LISTED RECORDS ::
○ ○ ○ ○

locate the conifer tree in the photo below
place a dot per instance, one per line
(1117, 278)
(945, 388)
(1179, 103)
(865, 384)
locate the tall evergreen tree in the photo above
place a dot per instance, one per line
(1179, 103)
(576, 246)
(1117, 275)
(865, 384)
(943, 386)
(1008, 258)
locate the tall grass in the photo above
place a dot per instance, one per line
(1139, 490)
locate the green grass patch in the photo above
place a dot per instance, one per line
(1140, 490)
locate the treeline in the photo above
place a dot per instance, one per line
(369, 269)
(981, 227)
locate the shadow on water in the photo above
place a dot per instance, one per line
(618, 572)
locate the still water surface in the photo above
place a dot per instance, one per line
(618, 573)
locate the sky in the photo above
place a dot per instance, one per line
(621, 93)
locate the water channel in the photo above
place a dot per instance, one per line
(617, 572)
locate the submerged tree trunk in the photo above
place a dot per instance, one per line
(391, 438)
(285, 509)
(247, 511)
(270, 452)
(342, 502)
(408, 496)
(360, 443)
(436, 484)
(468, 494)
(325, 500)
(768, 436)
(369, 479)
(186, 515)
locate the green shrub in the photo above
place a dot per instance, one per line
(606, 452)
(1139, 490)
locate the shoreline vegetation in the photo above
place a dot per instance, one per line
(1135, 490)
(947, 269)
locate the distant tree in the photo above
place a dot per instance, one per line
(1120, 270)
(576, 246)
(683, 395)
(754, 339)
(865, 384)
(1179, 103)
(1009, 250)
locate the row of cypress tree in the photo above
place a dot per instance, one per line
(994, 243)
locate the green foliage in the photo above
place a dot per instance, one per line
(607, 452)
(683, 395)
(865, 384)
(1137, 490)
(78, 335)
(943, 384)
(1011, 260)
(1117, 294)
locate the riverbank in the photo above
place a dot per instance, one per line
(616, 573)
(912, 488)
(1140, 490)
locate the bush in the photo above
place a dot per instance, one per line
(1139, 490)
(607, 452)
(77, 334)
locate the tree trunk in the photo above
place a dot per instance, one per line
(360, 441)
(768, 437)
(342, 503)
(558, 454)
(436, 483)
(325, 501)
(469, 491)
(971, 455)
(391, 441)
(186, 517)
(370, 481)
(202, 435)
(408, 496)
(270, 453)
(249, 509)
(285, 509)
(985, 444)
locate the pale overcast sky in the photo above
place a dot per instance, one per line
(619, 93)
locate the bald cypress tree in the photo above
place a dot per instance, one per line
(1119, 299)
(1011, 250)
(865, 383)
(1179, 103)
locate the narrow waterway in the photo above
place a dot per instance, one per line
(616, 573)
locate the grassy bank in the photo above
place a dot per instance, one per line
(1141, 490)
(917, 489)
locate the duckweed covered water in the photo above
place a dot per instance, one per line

○ ○ ○ ○

DIRECTIONS :: Reproduce all of the data exactly as given.

FINAL RESULT ::
locate the conifer tree in the photo below
place a dot per instance, one per line
(1117, 278)
(945, 388)
(1179, 103)
(865, 384)
locate the tall evergreen tree in the photo above
place a dot per instance, one per line
(1179, 103)
(576, 246)
(1117, 275)
(865, 384)
(943, 386)
(1008, 258)
locate the tall grass in the photo above
place a dot per instance, one per line
(1139, 490)
locate the green grass patch in the photo above
place a dot per instance, one per line
(1140, 490)
locate the treeline in the photo above
place a dot per instance, one per line
(369, 269)
(981, 227)
locate the shadow on water in the photo above
place a dot per instance, one per line
(618, 572)
locate the still water surface in the photo above
place a dot per instance, one per line
(618, 573)
locate the sky in the photo above
place a dot per instance, one per line
(621, 93)
locate the water channel in the photo above
place a dot per instance, one per line
(617, 572)
locate the submerged tree trunk in the photo above
place a dot per instance, one per line
(391, 438)
(285, 509)
(247, 511)
(270, 452)
(342, 502)
(408, 496)
(360, 443)
(436, 484)
(468, 494)
(325, 500)
(768, 436)
(369, 479)
(186, 515)
locate the green shrub in the photo above
place a dot per instance, one per line
(606, 452)
(1139, 490)
locate the shoreline vegetation in the photo above
place a dot per instance, one per line
(1135, 490)
(947, 269)
locate the distant tree in the photo above
place a dot per instance, one per line
(1120, 270)
(576, 246)
(683, 395)
(754, 339)
(865, 384)
(1179, 103)
(1009, 250)
locate the row of cypress tree in the photo above
place a dot per instance, one per line
(994, 243)
locate the green foliage in the photo above
place a dot per instance, one per line
(607, 452)
(683, 395)
(865, 384)
(1137, 490)
(78, 335)
(943, 384)
(1011, 260)
(1117, 294)
locate the riverbank in the photo above
place a dot per instance, one per line
(616, 573)
(912, 488)
(1140, 490)
locate the bush in the photo above
place a dot per instance, one per line
(1139, 490)
(607, 452)
(77, 334)
locate the tree trunk in the photo above
place a dot per instance, one per line
(360, 441)
(768, 437)
(342, 503)
(558, 454)
(436, 483)
(325, 501)
(469, 491)
(971, 455)
(391, 441)
(186, 517)
(370, 481)
(202, 435)
(408, 496)
(270, 453)
(249, 509)
(285, 509)
(985, 444)
locate the pale overcast sky in the photo above
place a dot per instance, one per line
(619, 93)
locate the bald cypress tree in the photo above
place a dot per instance, one per line
(1119, 299)
(1011, 250)
(865, 383)
(1179, 103)
locate the narrow waterway in the photo above
place a dot per instance, one per line
(616, 573)
locate the grassy bank in the photo above
place a dot per instance, one per line
(1141, 490)
(917, 489)
locate the duckweed covered water in the photo above
place a dot per instance, one per line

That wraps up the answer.